[Records from a data collection]
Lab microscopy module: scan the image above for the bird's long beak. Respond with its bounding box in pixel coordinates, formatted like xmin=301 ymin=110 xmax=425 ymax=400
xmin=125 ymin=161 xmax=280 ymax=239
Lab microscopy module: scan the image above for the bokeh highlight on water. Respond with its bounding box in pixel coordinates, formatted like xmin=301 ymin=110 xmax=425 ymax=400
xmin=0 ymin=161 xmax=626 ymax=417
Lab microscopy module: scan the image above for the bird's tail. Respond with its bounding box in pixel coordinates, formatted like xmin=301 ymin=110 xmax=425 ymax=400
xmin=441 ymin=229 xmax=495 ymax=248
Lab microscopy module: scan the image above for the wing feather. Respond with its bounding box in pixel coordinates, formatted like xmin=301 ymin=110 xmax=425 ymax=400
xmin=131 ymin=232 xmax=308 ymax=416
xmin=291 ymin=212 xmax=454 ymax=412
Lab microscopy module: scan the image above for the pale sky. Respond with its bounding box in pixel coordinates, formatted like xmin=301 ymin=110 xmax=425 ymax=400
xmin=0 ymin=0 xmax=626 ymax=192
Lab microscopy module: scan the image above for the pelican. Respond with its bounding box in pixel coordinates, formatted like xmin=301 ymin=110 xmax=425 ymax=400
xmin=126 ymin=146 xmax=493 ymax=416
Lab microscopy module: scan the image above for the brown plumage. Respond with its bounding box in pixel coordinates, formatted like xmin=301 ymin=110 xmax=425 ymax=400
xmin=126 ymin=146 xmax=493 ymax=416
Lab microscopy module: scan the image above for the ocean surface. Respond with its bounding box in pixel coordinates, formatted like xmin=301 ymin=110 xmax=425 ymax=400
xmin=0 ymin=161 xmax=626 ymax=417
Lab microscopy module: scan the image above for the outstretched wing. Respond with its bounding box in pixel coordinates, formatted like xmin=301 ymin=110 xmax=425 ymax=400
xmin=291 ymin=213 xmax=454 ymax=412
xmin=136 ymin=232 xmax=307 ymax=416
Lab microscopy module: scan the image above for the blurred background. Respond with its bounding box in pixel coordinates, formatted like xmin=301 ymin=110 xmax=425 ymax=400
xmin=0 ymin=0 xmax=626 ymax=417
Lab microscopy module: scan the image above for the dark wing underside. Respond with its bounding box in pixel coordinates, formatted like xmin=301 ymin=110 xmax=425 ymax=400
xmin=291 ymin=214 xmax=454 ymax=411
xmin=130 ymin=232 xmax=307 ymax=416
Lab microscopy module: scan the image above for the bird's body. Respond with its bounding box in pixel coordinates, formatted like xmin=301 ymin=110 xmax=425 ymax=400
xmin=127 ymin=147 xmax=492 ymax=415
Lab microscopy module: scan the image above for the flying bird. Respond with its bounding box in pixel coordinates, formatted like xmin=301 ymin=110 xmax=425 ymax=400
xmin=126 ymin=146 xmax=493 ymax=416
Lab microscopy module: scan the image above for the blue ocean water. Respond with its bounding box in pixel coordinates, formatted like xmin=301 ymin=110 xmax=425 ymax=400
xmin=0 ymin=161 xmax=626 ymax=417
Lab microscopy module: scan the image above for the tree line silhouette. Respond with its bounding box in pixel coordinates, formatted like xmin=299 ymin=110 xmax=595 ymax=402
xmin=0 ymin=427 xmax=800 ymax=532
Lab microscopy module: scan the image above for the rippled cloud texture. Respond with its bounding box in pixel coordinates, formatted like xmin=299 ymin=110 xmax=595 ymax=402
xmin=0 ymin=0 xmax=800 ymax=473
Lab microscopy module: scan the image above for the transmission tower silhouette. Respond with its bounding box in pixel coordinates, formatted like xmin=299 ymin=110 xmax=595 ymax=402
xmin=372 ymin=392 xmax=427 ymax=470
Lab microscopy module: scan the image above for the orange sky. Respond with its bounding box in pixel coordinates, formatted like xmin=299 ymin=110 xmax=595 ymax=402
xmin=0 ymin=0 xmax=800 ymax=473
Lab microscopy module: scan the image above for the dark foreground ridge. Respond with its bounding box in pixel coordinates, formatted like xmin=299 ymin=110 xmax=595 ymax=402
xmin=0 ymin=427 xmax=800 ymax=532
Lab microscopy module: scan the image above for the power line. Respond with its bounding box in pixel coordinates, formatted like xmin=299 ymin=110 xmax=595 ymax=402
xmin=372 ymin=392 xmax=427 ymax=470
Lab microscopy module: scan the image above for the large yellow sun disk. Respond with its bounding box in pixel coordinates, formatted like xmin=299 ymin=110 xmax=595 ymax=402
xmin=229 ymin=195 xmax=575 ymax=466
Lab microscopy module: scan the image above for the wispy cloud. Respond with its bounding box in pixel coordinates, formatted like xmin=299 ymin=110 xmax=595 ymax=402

→ **Your objective**: Can you put every line of these records into a Markdown table with the columns Row and Record line, numbering the rows and leaving out any blank lines?

→ **Task output**:
| Row | Record line |
|---|---|
| 1 | Lab microscopy module: scan the image above for the bird's long beak. Respond with its bounding box in pixel coordinates, formatted like xmin=301 ymin=110 xmax=425 ymax=400 |
| 2 | xmin=125 ymin=161 xmax=280 ymax=239 |
| 3 | Lab microscopy module: scan the image above for the bokeh highlight on water. Respond with its bounding box in pixel coordinates, formatted like xmin=301 ymin=110 xmax=425 ymax=400 |
| 4 | xmin=0 ymin=161 xmax=626 ymax=417 |
| 5 | Lab microscopy module: scan the image above for the bird's tail. Respond with its bounding box in pixel coordinates, formatted like xmin=301 ymin=110 xmax=425 ymax=400 |
| 6 | xmin=441 ymin=229 xmax=495 ymax=248 |
| 7 | Lab microscopy module: scan the image above for the wing feather. Respond with its bounding box in pixel coordinates, formatted like xmin=301 ymin=110 xmax=425 ymax=400 |
| 8 | xmin=131 ymin=232 xmax=308 ymax=416 |
| 9 | xmin=291 ymin=212 xmax=454 ymax=412 |
| 10 | Lab microscopy module: scan the image above for the pale sky. Respond with its bounding box in pixel coordinates, formatted like xmin=301 ymin=110 xmax=425 ymax=400 |
| 11 | xmin=0 ymin=0 xmax=626 ymax=192 |
| 12 | Lab microscopy module: scan the image above for the pelican. Respond with its bounding box in pixel coordinates, formatted like xmin=301 ymin=110 xmax=425 ymax=400 |
| 13 | xmin=126 ymin=146 xmax=493 ymax=416 |
| 14 | Lab microscopy module: scan the image above for the brown plumage. Respond with its bounding box in pixel coordinates, formatted like xmin=301 ymin=110 xmax=425 ymax=400 |
| 15 | xmin=126 ymin=146 xmax=493 ymax=416 |
| 16 | Lab microscopy module: scan the image above for the ocean surface. Respond with its bounding box in pixel coordinates, formatted like xmin=301 ymin=110 xmax=425 ymax=400 |
| 17 | xmin=0 ymin=161 xmax=626 ymax=417 |
| 18 | Lab microscopy module: scan the image above for the outstretched wing. Respond with its bounding box in pixel coordinates, formatted like xmin=301 ymin=110 xmax=425 ymax=400 |
| 19 | xmin=291 ymin=213 xmax=454 ymax=412 |
| 20 | xmin=136 ymin=232 xmax=307 ymax=416 |
| 21 | Lab microscopy module: scan the image above for the blurred background. Respond with its bounding box in pixel coordinates, formatted like xmin=301 ymin=110 xmax=425 ymax=400 |
| 22 | xmin=0 ymin=0 xmax=626 ymax=417 |
| 23 | Lab microscopy module: scan the image above for the dark wing underside. Respond with its bounding box in pixel coordinates, formatted like xmin=301 ymin=110 xmax=425 ymax=400 |
| 24 | xmin=291 ymin=214 xmax=454 ymax=411 |
| 25 | xmin=130 ymin=232 xmax=307 ymax=416 |
| 26 | Lab microscopy module: scan the image above for the bird's body. Respond with its bounding box in pixel coordinates, formatted like xmin=301 ymin=110 xmax=425 ymax=400 |
| 27 | xmin=127 ymin=147 xmax=492 ymax=415 |
| 28 | Lab microscopy module: scan the image above for the flying bird. Respond with its bounding box in pixel coordinates, formatted like xmin=301 ymin=110 xmax=425 ymax=400 |
| 29 | xmin=126 ymin=146 xmax=493 ymax=416 |
| 30 | Lab microscopy module: scan the image above for the blue ocean water. Respond with its bounding box in pixel coordinates, formatted like xmin=301 ymin=110 xmax=425 ymax=400 |
| 31 | xmin=0 ymin=161 xmax=626 ymax=417 |
| 32 | Lab microscopy module: scan the image above for the tree line silhouette. Respond with its bounding box in pixel coordinates, formatted like xmin=299 ymin=110 xmax=595 ymax=402 |
| 33 | xmin=0 ymin=427 xmax=800 ymax=532 |
| 34 | Lab microscopy module: scan the image above for the rippled cloud texture. Respond with its bounding box in pixel coordinates, formatted like xmin=299 ymin=110 xmax=595 ymax=402 |
| 35 | xmin=0 ymin=0 xmax=800 ymax=473 |
| 36 | Lab microscopy module: scan the image above for the transmission tower silhouette. Respond with its bounding box in pixel coordinates, formatted like xmin=299 ymin=110 xmax=595 ymax=402 |
| 37 | xmin=372 ymin=392 xmax=427 ymax=470 |
| 38 | Lab microscopy module: scan the image above for the orange sky. Respond with its bounding box in pixel coordinates, formatted like xmin=299 ymin=110 xmax=595 ymax=402 |
| 39 | xmin=0 ymin=0 xmax=800 ymax=473 |
| 40 | Lab microscopy module: scan the image above for the dark foreground ridge. Respond with its bounding box in pixel coordinates, formatted like xmin=299 ymin=110 xmax=595 ymax=402 |
| 41 | xmin=0 ymin=427 xmax=800 ymax=532 |
| 42 | Lab microscopy module: scan the image above for the power line. Respond with its bounding box in pixel coordinates, formatted like xmin=299 ymin=110 xmax=595 ymax=402 |
| 43 | xmin=372 ymin=392 xmax=427 ymax=470 |
| 44 | Lab microscopy module: scan the image above for the large yellow sun disk. Respond with its bounding box in pixel coordinates, formatted like xmin=299 ymin=110 xmax=595 ymax=402 |
| 45 | xmin=229 ymin=195 xmax=575 ymax=466 |
| 46 | Lab microscopy module: scan the image above for the wispy cloud. Respond with its bounding box in pixel coordinates, formatted like xmin=299 ymin=110 xmax=595 ymax=402 |